▶ _OBJETIVO DEL EJERCICIO_
Indica qué formato de registro asigna el fragmento sobre estrategias de deployment cuando el entorno es 'development'.

▶ _FRAGMENTO DEL TEXTO_
════════════════════

5. Estrategias de Deployment

Configuración por Entorno

// src/config/index.ts
import { z } from 'zod';

const ConfigSchema = z.object({
environment: z.enum(['development', 'staging', 'production']),

anthropic: z.object({
apiKey: z.string().min(1),
model: z.string().default('claude-sonnet-4-20250514'),
maxTokens: z.number().default(4096),
timeout: z.number().default(60000)
}),

rateLimits: z.object({
requestsPerMinute: z.number().default(60),
tokensPerMinute: z.number().default(100000)
}),

costs: z.object({
maxDailySpend: z.number().default(10),
alertThreshold: z.number().default(0.8)
}),

logging: z.object({
level: z.enum(['debug', 'info', 'warn', 'error']).default('info'),
format: z.enum(['json', 'pretty']).default('json')
}),

storage: z.object({
basePath: z.string().default('./data'),
maxFileSizeMB: z.number().default(10)
})
});

type Config = z.infer<typeof ConfigSchema>;

function loadConfig(): Config {
const env = process.env.NODE_ENV || 'development';

const rawConfig = {
environment: env,
anthropic: {
apiKey: process.env.ANTHROPIC_API_KEY || '',
model: process.env.ANTHROPIC_MODEL,
maxTokens: parseInt(process.env.ANTHROPIC_MAX_TOKENS || '4096'),
timeout: parseInt(process.env.ANTHROPIC_TIMEOUT || '60000')
},
rateLimits: {
requestsPerMinute: parseInt(process.env.RATE_LIMIT_RPM || '60'),
tokensPerMinute: parseInt(process.env.RATE_LIMIT_TPM || '100000')
},
costs: {
maxDailySpend: parseFloat(process.env.MAX_DAILY_SPEND || '10'),
alertThreshold: parseFloat(process.env.COST_ALERT_THRESHOLD || '0.8')
},
logging: {
level: process.env.LOG_LEVEL,
format: env === 'development' ? 'pretty' : 'json'
},
storage: {
basePath: process.env.STORAGE_PATH || './data',
maxFileSizeMB: parseInt(process.env.MAX_FILE_SIZE_MB || '10')
}
};

const result = ConfigSchema.safeParse(rawConfig);

if (!result.success) {
console.error('Configuration error:', result.error.format());
process.exit(1);
}

return result.data;
}

export const config = loadConfig();

Dockerfile para MCP Server

# Dockerfile
FROM node:20-slim AS builder

WORKDIR /app

# Copiar archivos de dependencias
COPY package*.json ./
COPY tsconfig.json ./

# Instalar dependencias
RUN npm ci

# Copiar código fuente
COPY src ./src

# Compilar TypeScript
RUN npm run build

# Imagen de producción
FROM node:20-slim AS production

WORKDIR /app

# Crear usuario no-root
RUN groupadd -r agent && useradd -r -g agent agent

# Copiar solo lo necesario
COPY --from=builder /app/dist ./dist
COPY --from=builder /app/node_modules ./node_modules
COPY package*.json ./

# Crear directorio de datos
RUN mkdir -p /app/data && chown -R agent:agent /app

USER agent

# Variables de entorno
ENV NODE_ENV=production
ENV STORAGE_PATH=/app/data

# Health check
HEALTHCHECK --interval=30s --timeout=10s --start-period=5s --retries=3 \
CMD node -e "require('http').get('http://localhost:3001/health', (r) => process.exit(r.statusCode === 200 ? 0 : 1))"

════════════════════

▶ _DATOS PROPORCIONADOS_
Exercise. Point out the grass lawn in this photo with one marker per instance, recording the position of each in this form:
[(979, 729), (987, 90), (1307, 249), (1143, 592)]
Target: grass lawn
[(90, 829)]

════════════════════

▶ _RESULTADO DEL EJERCICIO_
El formato 'pretty'.